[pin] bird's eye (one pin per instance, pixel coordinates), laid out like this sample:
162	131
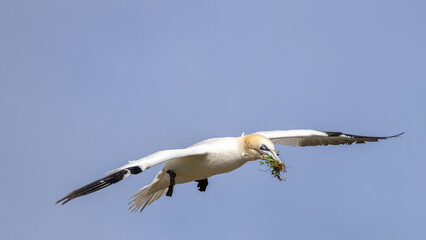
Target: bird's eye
263	147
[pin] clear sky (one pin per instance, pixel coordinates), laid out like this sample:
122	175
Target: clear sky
86	86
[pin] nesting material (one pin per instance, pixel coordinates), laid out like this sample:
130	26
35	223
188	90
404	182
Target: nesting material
275	167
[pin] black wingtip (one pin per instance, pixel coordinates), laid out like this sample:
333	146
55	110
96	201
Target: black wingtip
399	134
99	184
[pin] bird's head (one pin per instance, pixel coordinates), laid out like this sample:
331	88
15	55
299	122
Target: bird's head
259	147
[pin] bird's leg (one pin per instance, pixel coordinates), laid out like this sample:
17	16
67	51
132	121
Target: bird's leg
202	184
172	183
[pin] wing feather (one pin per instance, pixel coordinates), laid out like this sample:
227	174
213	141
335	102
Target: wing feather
308	137
162	156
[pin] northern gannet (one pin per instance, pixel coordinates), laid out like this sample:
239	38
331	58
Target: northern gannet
211	157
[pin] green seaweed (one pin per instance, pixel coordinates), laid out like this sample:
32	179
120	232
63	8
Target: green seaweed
276	167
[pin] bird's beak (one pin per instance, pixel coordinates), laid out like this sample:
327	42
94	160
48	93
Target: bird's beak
273	155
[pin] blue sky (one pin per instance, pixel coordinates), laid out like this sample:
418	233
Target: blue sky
86	86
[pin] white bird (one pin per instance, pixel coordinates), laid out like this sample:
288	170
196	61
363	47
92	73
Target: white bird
211	157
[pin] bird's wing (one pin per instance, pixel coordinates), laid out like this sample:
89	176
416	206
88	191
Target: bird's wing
308	137
133	167
162	156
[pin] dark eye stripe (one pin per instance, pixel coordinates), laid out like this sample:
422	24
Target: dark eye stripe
263	147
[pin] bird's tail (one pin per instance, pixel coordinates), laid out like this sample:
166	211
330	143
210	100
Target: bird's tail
145	196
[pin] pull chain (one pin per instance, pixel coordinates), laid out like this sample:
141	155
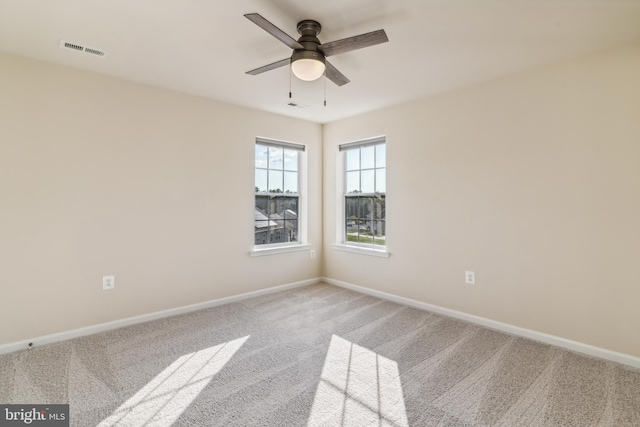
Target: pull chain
325	90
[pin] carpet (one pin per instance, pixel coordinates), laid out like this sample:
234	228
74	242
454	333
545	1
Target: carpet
319	355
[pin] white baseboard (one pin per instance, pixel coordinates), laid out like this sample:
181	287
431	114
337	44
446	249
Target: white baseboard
67	335
579	347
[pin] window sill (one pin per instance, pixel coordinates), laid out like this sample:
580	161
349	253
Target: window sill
362	250
278	250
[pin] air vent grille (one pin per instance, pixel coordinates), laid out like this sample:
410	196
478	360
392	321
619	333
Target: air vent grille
81	48
296	105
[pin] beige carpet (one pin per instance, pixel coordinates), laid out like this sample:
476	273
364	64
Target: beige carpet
322	356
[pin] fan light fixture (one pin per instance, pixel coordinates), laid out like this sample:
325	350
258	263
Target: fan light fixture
307	65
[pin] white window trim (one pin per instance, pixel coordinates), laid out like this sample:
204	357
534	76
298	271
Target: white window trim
261	250
302	243
363	250
341	244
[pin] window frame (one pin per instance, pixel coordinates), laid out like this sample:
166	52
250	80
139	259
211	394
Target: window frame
341	230
301	229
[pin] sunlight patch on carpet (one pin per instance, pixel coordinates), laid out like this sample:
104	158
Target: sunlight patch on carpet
358	387
164	398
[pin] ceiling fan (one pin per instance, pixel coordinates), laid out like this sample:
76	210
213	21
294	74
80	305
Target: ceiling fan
308	58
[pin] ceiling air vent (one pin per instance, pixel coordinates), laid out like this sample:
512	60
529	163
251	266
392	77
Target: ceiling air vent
80	48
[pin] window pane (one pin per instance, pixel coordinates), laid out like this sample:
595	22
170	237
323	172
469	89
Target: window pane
381	156
275	158
261	180
275	181
366	157
291	182
353	159
353	182
261	156
381	180
367	183
290	160
379	208
261	220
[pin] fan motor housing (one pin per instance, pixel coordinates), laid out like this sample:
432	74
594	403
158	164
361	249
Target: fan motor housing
309	31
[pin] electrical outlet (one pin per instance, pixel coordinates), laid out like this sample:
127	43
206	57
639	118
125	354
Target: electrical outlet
469	277
108	282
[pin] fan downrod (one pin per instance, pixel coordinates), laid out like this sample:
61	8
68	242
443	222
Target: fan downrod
309	27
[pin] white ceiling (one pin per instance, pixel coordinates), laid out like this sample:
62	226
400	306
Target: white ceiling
204	47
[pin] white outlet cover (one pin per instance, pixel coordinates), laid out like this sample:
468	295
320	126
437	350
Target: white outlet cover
108	282
469	277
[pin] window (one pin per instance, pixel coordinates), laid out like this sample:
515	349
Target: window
364	193
277	193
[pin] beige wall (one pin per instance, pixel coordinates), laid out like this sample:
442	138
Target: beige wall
531	181
101	176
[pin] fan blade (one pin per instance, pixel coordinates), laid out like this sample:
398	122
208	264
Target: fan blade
334	75
273	30
352	43
269	67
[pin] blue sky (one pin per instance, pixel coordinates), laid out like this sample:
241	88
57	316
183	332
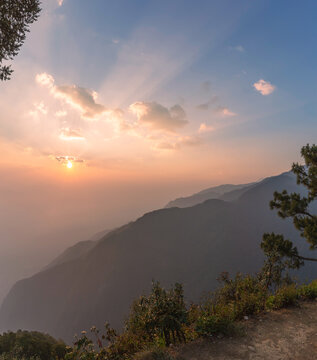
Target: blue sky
194	64
147	101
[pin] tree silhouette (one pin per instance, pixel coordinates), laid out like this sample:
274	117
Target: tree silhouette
298	208
16	16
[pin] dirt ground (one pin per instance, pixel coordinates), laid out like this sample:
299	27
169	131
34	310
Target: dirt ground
286	334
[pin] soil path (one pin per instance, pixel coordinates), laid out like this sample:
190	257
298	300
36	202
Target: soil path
288	334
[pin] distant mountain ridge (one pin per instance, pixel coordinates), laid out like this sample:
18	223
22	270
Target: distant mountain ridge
227	192
76	251
192	245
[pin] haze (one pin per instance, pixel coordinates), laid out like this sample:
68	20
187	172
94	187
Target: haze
148	101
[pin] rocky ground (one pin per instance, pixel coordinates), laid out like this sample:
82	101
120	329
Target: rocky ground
285	334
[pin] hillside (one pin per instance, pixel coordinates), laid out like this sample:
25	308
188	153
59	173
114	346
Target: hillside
288	334
76	251
189	245
226	192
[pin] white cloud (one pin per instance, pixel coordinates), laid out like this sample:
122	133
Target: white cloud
182	141
45	79
205	128
77	97
71	134
40	108
207	105
238	48
224	111
65	158
159	117
61	113
264	87
82	99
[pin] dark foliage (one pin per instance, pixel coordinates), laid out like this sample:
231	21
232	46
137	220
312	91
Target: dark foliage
16	16
29	345
296	207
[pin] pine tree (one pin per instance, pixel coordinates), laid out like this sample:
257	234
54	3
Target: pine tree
16	16
298	208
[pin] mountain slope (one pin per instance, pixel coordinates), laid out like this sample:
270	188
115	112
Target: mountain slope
190	245
76	251
224	192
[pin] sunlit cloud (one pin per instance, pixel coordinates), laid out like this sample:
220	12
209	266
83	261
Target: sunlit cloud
39	108
71	134
182	141
264	87
224	111
82	99
157	116
205	86
205	128
61	113
45	79
64	159
238	48
208	104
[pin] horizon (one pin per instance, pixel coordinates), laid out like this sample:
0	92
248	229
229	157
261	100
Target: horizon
116	108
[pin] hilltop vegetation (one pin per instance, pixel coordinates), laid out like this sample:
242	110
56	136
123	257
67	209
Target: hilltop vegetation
30	345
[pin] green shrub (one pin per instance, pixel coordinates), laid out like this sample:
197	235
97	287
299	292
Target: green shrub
309	291
283	297
30	345
240	296
157	354
212	325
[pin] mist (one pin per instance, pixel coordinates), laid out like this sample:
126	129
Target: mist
41	216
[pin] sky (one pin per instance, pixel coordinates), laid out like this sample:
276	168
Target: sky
116	107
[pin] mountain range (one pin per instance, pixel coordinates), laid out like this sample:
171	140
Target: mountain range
97	281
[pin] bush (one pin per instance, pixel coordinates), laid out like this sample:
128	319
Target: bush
213	325
309	291
158	354
243	295
30	345
284	297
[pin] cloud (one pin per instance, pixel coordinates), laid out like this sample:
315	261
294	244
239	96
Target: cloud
207	105
82	99
71	134
45	79
205	86
224	111
40	108
205	128
238	48
61	113
65	158
182	141
159	117
77	97
264	87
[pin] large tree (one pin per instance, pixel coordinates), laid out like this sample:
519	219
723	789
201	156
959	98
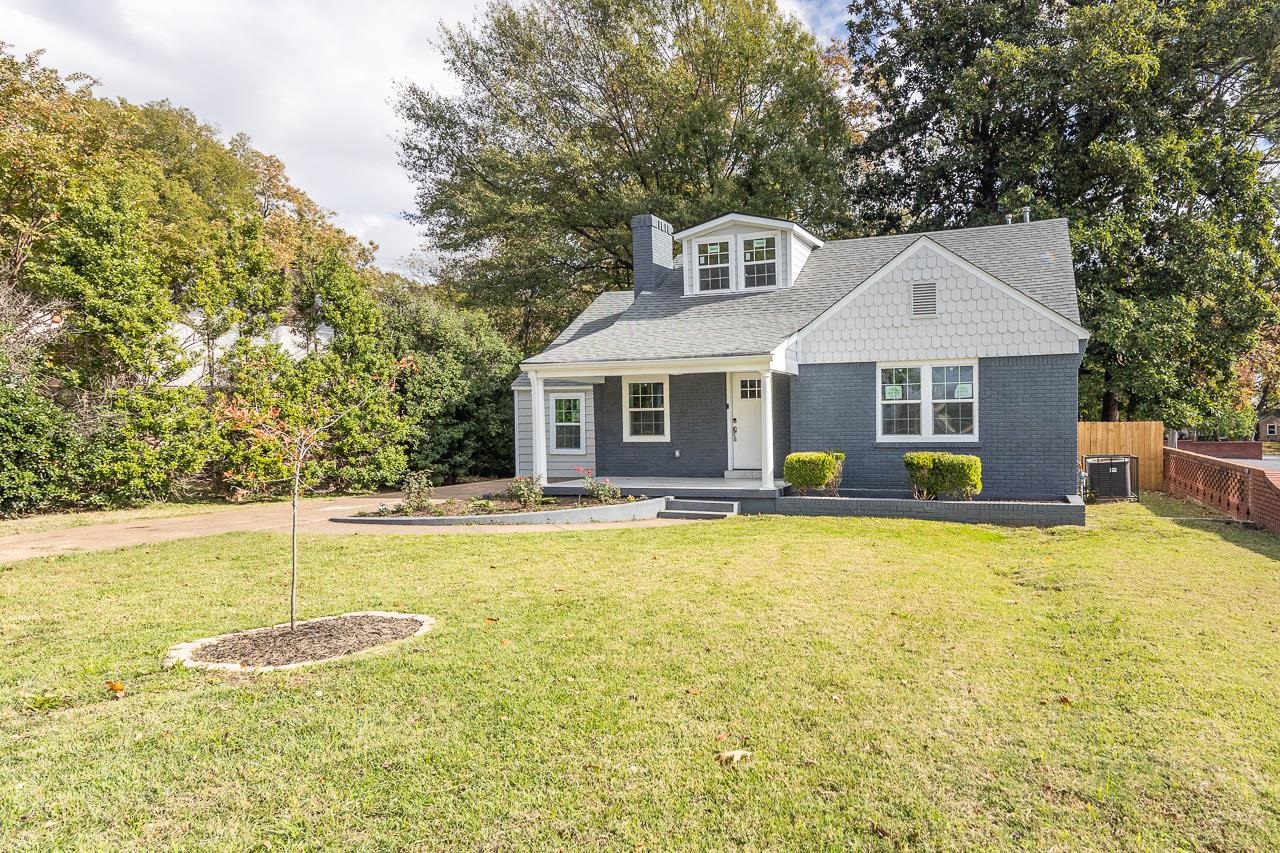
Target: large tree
1147	123
572	115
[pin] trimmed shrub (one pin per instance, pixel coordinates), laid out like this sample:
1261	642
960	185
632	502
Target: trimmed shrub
809	470
935	473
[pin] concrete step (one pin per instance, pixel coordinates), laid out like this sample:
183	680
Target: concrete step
726	507
693	514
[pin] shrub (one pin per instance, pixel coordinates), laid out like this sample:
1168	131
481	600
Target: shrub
933	474
812	470
525	491
417	491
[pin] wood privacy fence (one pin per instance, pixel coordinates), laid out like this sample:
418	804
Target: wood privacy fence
1141	438
1242	492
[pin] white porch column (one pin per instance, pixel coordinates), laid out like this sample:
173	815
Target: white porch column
767	430
539	410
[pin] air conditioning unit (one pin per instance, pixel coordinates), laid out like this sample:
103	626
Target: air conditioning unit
1112	478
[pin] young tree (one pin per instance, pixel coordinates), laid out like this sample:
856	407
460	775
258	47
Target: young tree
1148	124
574	115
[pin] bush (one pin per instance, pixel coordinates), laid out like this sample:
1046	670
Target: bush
812	470
525	491
933	474
417	491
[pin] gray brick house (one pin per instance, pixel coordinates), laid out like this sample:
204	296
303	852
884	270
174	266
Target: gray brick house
746	338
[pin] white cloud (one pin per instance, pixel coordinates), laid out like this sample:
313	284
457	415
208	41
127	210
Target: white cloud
311	81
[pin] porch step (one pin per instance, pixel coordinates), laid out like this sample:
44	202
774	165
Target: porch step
703	510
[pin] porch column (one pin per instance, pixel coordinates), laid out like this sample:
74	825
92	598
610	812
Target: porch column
539	407
767	432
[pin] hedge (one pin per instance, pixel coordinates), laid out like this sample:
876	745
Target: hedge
933	474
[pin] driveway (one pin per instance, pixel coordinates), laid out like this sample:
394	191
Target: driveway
314	516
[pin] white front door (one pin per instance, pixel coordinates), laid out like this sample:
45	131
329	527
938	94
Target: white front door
744	407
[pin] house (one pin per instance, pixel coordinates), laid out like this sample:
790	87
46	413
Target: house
757	338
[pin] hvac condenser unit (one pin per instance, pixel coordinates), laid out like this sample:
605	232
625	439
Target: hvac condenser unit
1112	478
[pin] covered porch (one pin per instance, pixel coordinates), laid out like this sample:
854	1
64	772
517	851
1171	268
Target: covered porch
684	428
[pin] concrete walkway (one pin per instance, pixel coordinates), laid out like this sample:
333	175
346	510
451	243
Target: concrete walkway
314	516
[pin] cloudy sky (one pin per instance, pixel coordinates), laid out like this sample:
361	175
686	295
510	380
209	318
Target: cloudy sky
311	81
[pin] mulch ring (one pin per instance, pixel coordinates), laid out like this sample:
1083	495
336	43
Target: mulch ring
310	642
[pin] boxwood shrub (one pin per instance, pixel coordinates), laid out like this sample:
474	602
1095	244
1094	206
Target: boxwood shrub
810	470
935	474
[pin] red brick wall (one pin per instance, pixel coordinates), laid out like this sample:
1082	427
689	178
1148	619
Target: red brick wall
1242	492
1224	450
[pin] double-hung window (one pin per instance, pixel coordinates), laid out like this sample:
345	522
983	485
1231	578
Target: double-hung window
713	265
645	410
567	424
760	261
927	402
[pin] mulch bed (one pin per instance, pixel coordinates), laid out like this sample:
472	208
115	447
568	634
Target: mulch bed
312	641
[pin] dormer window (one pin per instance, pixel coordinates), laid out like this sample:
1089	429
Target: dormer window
713	265
760	261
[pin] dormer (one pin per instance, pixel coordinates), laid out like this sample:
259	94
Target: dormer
743	254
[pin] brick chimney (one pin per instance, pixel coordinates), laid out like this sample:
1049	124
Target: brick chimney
650	251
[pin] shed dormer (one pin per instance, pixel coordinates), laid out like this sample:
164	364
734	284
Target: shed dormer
740	254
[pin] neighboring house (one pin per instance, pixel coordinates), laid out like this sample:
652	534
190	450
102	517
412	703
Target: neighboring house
759	340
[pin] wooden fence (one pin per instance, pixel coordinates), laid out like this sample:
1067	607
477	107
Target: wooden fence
1141	438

• **WORK TO BE COMPLETED**: Take the lines from the one containing "[pin] cloudy sky" to the last line of the material above and write them out exactly.

• **COMPLETED TASK**:
[pin] cloudy sky (one pin per instance, pixel coordinates), laid out like this sample:
361	175
686	295
510	380
209	318
Target: cloudy sky
311	81
[pin] mulch ring (one pin per instance, pixel coordinates), laid out like this sample:
1083	495
336	43
Target: mulch ring
310	642
[pin] boxwood shrub (one pin per instance, pixel coordinates), laid out like this sample:
474	602
1095	244
1094	206
Target: boxwood shrub
810	470
935	474
[pin] red brick wall (one pin per instance, pixel coordinates), laid out like this sample:
1082	427
689	178
1148	619
Target: red brick wall
1242	492
1224	450
[pin] double-hung window (one pin per instance, pixel coordinates), laid out like this sample:
345	522
983	485
1231	578
Target: double-hung window
713	265
645	410
567	424
760	261
927	402
[pin] mulch bed (one pin per instance, pixel coordinates), laid out like this sample:
472	208
115	447
568	634
Target: mulch bed
312	641
[pin] dormer window (one pin per instance, pixel coordinates), laid out like this sample:
1089	429
Target: dormer window
713	265
760	261
[pin] dormer (one pin per instance, pixel coordinates), laid out like this sample:
259	94
Target: dormer
743	254
[pin] brick chimney (one pin per instance, pixel coordinates), laid out like this sample:
1049	124
Target: brick chimney
650	251
[pin] shed dormer (one pin per instance, pixel coordinates), laid out like this sample:
164	364
734	284
Target: shed dormer
740	254
[pin] neighboring house (one pin per instance, pixel coordinates), laid out like this sample:
652	534
190	450
102	517
412	703
Target: neighboring house
759	340
[pin] wooden fence (one pin per instance, pixel coordinates), laid out like this sample:
1067	607
477	107
Target: wooden fence
1141	438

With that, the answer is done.